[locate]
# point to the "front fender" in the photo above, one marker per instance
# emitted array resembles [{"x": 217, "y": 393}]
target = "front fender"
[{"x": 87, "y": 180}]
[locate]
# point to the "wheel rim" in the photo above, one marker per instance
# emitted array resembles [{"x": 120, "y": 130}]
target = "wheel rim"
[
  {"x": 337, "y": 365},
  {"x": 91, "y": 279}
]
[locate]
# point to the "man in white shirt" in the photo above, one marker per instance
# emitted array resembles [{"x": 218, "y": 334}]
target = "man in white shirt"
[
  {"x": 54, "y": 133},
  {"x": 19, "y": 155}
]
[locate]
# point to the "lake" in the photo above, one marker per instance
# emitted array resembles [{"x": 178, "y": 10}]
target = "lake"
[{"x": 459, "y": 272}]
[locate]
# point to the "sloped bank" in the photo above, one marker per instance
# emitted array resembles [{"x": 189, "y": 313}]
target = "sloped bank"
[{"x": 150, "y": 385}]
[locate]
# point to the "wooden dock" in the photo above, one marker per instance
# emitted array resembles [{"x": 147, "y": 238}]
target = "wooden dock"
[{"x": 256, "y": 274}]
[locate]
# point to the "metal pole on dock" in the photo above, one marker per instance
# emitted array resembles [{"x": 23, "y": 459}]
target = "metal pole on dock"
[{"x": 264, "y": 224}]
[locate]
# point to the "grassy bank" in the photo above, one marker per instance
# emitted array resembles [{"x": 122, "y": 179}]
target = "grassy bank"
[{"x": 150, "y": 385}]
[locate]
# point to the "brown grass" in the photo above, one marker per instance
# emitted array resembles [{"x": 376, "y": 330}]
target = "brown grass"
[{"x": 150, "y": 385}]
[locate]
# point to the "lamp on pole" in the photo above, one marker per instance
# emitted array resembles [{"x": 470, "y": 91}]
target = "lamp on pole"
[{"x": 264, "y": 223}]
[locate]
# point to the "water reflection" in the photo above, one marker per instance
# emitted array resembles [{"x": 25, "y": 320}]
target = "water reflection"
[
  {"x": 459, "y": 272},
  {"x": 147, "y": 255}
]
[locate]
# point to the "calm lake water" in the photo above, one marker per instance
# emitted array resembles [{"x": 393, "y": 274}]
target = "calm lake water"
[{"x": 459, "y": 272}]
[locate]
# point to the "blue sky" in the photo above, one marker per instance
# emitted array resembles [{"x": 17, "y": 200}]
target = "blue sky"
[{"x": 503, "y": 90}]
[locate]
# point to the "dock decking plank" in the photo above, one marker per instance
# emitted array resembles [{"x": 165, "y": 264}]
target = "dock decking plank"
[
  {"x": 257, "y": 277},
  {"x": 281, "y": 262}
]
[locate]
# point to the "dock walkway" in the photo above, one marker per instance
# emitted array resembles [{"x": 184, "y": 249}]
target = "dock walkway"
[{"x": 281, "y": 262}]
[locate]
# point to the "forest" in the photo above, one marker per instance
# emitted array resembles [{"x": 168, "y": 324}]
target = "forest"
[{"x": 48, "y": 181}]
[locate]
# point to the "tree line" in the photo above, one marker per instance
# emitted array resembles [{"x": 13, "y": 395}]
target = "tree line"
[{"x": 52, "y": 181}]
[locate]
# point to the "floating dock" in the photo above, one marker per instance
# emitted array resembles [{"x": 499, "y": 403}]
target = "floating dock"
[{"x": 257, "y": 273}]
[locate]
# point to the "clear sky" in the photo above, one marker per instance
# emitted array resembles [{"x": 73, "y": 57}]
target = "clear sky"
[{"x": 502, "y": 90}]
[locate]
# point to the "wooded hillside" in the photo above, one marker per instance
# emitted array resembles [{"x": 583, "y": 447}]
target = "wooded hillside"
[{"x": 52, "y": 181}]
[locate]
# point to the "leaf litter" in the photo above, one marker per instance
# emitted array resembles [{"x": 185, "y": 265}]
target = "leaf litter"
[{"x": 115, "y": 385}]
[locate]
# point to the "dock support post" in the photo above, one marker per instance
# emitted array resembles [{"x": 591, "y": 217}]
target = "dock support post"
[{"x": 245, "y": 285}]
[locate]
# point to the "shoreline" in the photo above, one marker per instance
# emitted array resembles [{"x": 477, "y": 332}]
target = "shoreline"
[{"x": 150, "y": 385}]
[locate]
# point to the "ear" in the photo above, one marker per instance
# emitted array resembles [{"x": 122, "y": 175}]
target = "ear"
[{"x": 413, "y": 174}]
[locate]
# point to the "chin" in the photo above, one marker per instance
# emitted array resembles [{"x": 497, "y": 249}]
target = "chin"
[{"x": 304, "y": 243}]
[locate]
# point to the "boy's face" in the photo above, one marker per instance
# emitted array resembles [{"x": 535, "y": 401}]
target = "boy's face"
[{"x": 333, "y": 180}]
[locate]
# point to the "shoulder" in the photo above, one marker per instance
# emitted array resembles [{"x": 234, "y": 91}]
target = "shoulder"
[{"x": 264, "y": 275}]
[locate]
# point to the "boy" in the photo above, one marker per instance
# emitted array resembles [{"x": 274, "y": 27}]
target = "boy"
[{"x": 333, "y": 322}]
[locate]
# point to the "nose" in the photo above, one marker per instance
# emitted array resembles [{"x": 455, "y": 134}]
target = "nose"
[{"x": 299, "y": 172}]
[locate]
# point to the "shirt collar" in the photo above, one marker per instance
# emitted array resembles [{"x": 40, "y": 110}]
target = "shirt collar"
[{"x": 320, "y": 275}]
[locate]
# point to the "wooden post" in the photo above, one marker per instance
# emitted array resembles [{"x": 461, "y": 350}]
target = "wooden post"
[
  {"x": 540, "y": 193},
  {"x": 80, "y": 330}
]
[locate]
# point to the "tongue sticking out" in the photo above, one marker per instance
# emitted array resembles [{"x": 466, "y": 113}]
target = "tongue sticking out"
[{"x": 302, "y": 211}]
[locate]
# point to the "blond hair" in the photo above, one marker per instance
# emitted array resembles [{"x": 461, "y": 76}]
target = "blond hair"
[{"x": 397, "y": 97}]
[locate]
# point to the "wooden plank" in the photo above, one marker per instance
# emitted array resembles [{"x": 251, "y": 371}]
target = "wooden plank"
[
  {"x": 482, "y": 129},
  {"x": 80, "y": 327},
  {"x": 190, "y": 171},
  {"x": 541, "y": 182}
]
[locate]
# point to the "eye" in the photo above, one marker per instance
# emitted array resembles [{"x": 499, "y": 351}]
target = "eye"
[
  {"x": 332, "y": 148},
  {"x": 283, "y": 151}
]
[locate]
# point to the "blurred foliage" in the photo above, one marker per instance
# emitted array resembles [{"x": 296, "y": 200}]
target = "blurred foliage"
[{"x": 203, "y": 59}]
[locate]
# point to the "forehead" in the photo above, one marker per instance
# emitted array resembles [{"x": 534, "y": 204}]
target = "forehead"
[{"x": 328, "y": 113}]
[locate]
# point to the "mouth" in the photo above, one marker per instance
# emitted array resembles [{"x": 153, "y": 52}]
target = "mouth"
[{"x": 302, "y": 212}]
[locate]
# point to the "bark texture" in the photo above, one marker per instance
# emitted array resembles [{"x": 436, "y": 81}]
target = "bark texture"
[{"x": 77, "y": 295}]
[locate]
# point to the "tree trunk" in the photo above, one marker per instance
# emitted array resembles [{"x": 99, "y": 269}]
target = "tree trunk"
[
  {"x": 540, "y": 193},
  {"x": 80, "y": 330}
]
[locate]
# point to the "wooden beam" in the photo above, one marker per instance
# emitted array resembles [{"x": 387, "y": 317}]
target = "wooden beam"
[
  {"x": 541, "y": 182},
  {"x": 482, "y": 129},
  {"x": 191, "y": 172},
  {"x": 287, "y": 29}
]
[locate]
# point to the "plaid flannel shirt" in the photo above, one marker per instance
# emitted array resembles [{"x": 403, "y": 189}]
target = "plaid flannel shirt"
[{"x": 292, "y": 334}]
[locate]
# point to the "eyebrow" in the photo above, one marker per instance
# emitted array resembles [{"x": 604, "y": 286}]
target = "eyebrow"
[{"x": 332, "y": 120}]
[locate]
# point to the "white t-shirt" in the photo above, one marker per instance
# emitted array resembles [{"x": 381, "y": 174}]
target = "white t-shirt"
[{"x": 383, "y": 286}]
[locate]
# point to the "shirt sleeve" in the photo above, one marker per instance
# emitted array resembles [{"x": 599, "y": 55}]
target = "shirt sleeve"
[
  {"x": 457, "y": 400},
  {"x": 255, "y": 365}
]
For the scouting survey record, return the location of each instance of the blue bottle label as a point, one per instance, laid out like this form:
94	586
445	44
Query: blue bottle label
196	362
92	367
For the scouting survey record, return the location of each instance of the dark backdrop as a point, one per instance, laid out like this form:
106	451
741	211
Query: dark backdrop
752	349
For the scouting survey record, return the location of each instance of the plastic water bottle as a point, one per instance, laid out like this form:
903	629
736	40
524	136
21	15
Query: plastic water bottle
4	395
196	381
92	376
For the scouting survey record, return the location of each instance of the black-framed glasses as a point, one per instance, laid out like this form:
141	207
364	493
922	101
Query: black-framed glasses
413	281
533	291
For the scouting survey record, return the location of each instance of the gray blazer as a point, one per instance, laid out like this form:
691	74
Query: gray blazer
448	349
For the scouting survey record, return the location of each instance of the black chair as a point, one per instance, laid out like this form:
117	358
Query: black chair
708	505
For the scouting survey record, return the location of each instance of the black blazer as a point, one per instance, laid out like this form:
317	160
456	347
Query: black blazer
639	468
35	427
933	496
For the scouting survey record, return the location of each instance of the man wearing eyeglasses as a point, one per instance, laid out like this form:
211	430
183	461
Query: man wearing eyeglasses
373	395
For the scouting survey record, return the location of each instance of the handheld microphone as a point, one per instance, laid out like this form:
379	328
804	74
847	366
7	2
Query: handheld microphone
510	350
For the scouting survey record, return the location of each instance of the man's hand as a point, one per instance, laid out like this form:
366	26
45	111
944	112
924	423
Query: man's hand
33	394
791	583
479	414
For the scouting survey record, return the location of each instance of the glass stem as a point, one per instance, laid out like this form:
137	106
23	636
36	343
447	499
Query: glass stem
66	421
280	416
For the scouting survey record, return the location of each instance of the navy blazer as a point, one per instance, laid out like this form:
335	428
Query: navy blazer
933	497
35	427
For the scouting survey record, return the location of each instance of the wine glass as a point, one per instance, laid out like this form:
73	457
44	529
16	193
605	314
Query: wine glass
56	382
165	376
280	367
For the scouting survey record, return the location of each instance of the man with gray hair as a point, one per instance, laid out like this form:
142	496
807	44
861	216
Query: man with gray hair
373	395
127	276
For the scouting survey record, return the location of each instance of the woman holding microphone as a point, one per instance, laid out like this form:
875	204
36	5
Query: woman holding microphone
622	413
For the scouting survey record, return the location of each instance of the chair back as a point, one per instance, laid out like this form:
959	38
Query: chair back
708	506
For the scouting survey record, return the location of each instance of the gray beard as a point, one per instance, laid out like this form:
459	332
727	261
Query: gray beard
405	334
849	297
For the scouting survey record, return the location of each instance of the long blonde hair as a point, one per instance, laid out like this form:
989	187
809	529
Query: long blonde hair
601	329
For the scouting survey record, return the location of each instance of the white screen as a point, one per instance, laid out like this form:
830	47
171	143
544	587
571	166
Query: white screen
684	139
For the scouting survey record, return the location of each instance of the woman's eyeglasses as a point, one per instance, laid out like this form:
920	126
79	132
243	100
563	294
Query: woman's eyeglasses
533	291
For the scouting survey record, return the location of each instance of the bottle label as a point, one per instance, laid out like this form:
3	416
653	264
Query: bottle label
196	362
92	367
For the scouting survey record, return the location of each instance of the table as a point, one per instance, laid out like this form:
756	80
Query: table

━━━━━━━━━━

Turn the lines of the listing above into a numbered list, starting with the line that contains "of the woman's" and going on through the end of the listing. Leave out any blank lines.

**RESULT**.
1. For the scouting survey record, return the location of each instance of the woman's eyeglasses as a point, one per instance, laid out like this form:
2. 920	126
3. 79	132
4. 243	100
5. 563	294
6. Query: woman's eyeglasses
7. 533	291
8. For the scouting survey record, return the location of each instance of the bottle label as a point, one per instance, laid out like this form:
9. 3	416
10. 653	264
11. Query: bottle label
12. 196	362
13. 92	367
14. For the scouting survey record, return the location of each instance of the table as a point, one per instance, laid out like this form:
15. 756	80
16. Query: table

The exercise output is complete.